## Text section
_ _ _

Thursday 17 May 2007

Death of Socialism

Socialism died in England today, after a long illness. There were no celebrations, there were no mourners. Its passing will excite no tearful column inches, and only a few mocking ones. It passes not with a bang, not with a whimper, only in silence. No flowers.

I suppose I have always been a socialist. I was brought up in the north-east of England, a strong heartland of socialism for over a century. In this harsh, sometimes desolate, sometimes crowded part of the country, men have toiled below the ground to extract the coal that powered the ships that were built on the Tyne and the Wear. My family moved to this area (moved back in my mother's case) during the miners' strike of 84-85.

Mining was as much a part of the region's character as it is in Wales; there is a memorial to a pit disaster in my home village, and one of my friends lived in a village still known locally as "Little Moscow" because of their refusal to bend in the miners' strike - of 1926. They still remember which families scabbed that time too.

We moved into an area filled with a sullen refusal to break. My father's first memories as he took up his post as headteacher in a school in a pit area was of helping to collect money so the strikers could eat. It was one reason why he was accepted in that area so quickly.

This is not to say I moved into a grim industrial world populated with working class stereotypes. The place we called home was already becoming a dormitory village by the time we moved there, people drawn to the nearby city of Newcastle, or to Gateshead. It was rapidly becoming dominated by the middle class, who preferred not to think about the large estates of council owned houses turning the village into a town.

My upbringing was most certainly comfortable, and I have no doubt I am middle class - my parents worked damn hard to make sure I could be. But the combination of my father's left-leaning politics, my mother's staunch Christianity, and the people and the environment I was in conspired to make me believe that socialism was simply the only sensible position to hold - it was obvious to me that I had been fortunate in how my life had come together, and that others, through no fault of their own, had been unfortunate. Wasn't it, therefore, right to help in any way I could, for all of us to help each other in any way we could, so that all of us benefited?

This just made me even more bewildered at the depressing success of the Conservatives during that time. It seemed that election after election, despite the whole world (or at least that part of it I could see myself) truly despising them, they kept winning, snatching a victory from nowhere, as if they had somehow hoodwinked the country again, or hypnotised voters as they walked into the polling station.

_ _ _

## Material shown
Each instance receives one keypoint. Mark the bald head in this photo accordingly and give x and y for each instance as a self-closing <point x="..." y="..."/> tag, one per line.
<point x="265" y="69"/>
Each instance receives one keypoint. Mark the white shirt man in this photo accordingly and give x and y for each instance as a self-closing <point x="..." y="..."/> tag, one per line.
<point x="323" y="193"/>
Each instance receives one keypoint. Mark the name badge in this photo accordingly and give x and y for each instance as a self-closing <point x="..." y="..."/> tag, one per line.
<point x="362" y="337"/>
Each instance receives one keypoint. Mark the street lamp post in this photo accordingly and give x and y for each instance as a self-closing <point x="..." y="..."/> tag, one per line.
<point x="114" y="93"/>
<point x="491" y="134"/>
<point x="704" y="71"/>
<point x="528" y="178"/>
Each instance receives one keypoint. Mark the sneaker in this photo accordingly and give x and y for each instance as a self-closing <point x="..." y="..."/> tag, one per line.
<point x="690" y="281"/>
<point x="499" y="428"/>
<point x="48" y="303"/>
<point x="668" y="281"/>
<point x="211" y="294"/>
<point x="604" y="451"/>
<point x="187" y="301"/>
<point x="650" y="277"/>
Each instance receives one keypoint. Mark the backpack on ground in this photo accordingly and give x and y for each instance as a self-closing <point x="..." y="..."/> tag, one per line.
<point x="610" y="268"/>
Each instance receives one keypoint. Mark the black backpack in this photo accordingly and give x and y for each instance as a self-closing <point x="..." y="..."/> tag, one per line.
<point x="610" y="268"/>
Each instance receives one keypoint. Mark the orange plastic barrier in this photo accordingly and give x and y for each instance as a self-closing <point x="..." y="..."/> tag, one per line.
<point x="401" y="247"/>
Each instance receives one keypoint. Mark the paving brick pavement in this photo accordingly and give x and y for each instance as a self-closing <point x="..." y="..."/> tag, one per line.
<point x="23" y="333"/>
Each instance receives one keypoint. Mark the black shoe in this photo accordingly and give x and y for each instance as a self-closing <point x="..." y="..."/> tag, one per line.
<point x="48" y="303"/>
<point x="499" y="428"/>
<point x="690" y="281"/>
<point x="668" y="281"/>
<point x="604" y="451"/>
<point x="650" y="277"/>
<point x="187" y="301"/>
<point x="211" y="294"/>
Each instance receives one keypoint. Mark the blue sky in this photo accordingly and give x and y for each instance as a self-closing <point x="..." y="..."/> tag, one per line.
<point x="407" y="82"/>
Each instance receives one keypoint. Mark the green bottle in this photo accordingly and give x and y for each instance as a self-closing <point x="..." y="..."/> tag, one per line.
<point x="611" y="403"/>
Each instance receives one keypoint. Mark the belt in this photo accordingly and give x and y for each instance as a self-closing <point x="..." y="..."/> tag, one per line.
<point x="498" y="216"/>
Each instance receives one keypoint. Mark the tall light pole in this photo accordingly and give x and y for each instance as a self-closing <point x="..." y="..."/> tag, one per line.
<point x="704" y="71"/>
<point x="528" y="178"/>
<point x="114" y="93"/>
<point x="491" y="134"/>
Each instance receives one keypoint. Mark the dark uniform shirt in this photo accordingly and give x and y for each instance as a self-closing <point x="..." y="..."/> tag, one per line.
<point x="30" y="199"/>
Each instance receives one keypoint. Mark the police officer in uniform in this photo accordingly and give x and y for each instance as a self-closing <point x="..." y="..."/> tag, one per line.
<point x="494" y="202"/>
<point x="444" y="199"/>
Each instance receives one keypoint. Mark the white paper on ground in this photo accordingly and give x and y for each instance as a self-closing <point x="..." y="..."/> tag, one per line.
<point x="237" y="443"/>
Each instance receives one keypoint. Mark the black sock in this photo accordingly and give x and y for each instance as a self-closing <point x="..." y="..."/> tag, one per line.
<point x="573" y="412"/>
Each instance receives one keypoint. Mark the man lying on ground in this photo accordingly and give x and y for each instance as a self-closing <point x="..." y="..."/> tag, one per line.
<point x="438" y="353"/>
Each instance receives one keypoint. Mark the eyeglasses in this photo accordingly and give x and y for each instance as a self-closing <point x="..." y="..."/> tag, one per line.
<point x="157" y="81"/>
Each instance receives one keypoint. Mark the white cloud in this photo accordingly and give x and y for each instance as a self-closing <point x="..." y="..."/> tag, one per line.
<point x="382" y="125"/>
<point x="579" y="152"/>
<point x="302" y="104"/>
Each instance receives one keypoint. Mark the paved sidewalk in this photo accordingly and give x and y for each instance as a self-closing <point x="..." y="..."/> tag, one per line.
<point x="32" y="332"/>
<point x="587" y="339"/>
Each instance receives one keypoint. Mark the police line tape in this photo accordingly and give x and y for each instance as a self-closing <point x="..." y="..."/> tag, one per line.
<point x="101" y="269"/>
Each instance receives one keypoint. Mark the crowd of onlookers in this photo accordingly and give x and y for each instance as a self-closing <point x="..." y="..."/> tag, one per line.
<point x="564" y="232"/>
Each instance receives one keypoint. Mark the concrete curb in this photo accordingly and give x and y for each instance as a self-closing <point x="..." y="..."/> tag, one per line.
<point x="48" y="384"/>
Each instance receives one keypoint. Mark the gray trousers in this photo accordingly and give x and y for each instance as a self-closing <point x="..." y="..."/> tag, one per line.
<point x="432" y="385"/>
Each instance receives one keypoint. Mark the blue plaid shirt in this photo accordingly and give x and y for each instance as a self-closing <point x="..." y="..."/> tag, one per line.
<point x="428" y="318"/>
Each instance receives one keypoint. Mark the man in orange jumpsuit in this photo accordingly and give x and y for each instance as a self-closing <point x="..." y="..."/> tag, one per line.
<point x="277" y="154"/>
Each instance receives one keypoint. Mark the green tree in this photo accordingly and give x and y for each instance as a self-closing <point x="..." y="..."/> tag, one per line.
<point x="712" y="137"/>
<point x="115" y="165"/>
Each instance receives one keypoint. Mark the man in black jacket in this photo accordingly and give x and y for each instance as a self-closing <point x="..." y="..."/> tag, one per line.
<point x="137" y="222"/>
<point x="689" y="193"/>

_ _ _

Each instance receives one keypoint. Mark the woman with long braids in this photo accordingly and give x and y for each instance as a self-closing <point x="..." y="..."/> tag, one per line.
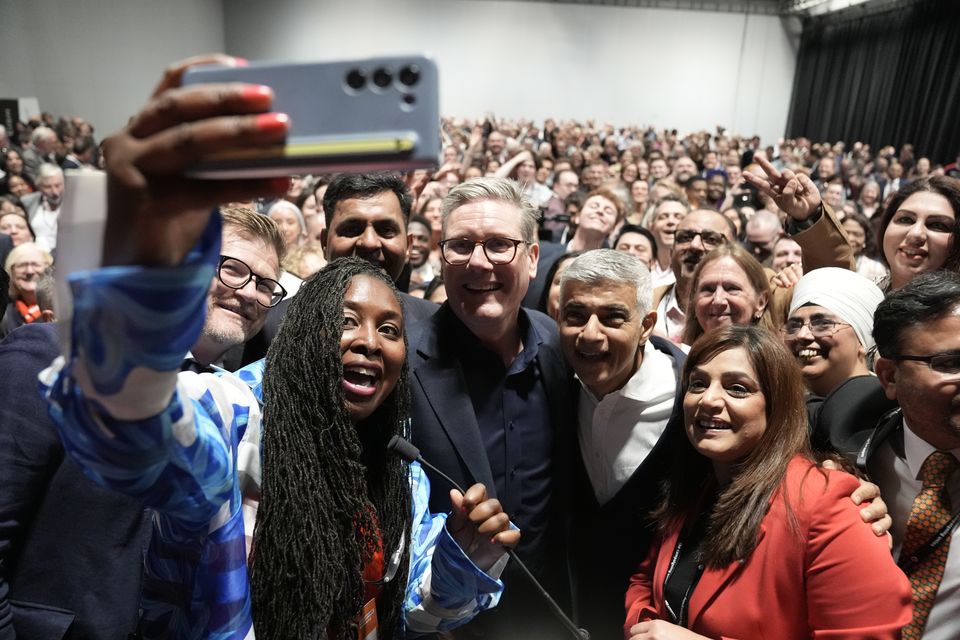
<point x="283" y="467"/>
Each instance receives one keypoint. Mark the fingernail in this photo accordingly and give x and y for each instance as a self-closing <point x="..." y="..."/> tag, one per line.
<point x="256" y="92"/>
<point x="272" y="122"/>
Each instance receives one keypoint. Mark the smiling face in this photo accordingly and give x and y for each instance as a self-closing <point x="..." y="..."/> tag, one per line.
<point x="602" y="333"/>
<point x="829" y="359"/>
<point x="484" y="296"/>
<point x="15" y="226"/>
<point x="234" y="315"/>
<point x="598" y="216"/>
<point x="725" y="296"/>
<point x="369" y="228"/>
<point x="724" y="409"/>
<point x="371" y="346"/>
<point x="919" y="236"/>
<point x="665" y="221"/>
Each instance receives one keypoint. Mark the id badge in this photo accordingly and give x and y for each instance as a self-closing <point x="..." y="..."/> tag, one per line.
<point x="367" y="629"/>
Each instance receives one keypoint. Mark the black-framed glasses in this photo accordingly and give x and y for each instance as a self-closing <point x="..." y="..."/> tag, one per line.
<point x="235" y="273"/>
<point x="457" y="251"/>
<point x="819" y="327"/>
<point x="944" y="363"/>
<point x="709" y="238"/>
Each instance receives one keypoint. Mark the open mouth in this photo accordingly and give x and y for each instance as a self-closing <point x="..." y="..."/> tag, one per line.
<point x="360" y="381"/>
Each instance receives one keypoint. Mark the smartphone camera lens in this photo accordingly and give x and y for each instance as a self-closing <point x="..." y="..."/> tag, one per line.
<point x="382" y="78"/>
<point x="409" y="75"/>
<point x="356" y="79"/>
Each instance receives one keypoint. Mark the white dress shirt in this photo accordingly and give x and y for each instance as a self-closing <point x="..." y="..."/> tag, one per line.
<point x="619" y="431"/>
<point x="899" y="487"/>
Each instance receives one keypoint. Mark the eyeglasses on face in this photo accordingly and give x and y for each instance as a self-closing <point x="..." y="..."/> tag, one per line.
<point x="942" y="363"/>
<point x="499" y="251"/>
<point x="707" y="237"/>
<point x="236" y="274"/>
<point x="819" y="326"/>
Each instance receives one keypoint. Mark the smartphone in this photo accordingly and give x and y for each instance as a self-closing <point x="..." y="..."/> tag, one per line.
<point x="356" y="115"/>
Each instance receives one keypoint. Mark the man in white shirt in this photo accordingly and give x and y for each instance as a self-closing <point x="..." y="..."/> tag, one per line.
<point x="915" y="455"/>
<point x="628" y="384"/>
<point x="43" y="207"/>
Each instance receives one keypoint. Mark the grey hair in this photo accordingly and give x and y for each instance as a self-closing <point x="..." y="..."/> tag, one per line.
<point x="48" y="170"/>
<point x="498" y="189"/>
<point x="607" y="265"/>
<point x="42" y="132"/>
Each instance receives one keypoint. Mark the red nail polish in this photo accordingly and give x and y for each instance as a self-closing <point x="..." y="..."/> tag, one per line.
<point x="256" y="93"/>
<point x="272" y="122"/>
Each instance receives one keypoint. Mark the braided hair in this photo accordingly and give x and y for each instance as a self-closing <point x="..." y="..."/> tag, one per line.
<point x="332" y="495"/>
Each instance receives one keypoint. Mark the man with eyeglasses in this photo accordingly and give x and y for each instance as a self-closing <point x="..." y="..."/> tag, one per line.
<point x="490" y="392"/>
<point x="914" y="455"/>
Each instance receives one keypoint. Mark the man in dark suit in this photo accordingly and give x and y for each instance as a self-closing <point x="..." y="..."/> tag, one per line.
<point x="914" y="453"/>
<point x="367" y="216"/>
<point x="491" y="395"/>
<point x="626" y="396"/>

_ _ _

## Exercise requirements
(1) Return everything in the essay on the death of socialism from "Mining was as" down to "that time too.", copied word for word.
(2) Supply the next part of the piece about the death of socialism in England, picking up after its final sentence.

## Responses to the exercise
(1)
Mining was as much a part of the region's character as it is in Wales; there is a memorial to a pit disaster in my home village, and one of my friends lived in a village still known locally as "Little Moscow" because of their refusal to bend in the miners' strike - of 1926. They still remember which families scabbed that time too.

(2)
One of my strongest memories of profound disappointment was the 1992 general election. Sent to bed as I had school the next day, I secretly listened to the radio as the first results came in, and felt excitement and joy as seat after seat was announced as Labour. Of course, as I know now, this was only to be expected as the urban seats, most likely to vote Labour, were also those able to get the results out quickly. But at the time, I went to sleep happy that finally we had a new dawn - only to come down the next morning to see with horror a smiling John Major. Even though somehow, miraculously, Thatcher, the election winning machine, had been stabbed in the back by her own party, the Conservatives had still managed to go on and win just a few years later. I still remember that the whole area seemed depressed after that night. We had finally allowed ourselves to really believe we could get out from under the Tories, and to have that dream ripped away from us was awful. Teachers at school looked glum all day, bus drivers were stoneyfaced, everyone seemed to reflect my own mood.

But, of course, eventually we picked ourselves up, and started to dream of winning again. The cruel taking of John Smith from us well before his time led to the well-documented drama of Tony Blair becoming leader of the Labour Party ahead of Gordon Brown. Here, finally, was someone who seemed to attract voters we couldn't usually reach. Someone whose charisma and energy shone so bright next to the dour greyness of John Major. He was young, he was beautiful, he was ours.

We didn't know what to make of it.

Because, you see, even then, there were some of us who had doubts. I'm by no means unique in never having taken to him. I knew something was up when I heard a news report about a speech Tony Blair was going to give later that night, where he had to deal with a tricky and potentially fatal issue for him and the party (or so the reporter said) - that he was leader of a socialist party. How would he deal with the banana skin of being a socialist? How could he nullify that issue? Now, of course, we know he didn't really have much of a problem, but at the time, the Conservatives could accuse him of being a socialist and some people would actually believe it. But to me, watching the news report, and later, extracts from the speech, the thought that any leader of the Labour Party had to, well, apologise for being socialist seemed so terribly wrong, and the fact he was so convincing just encouraged my doubts.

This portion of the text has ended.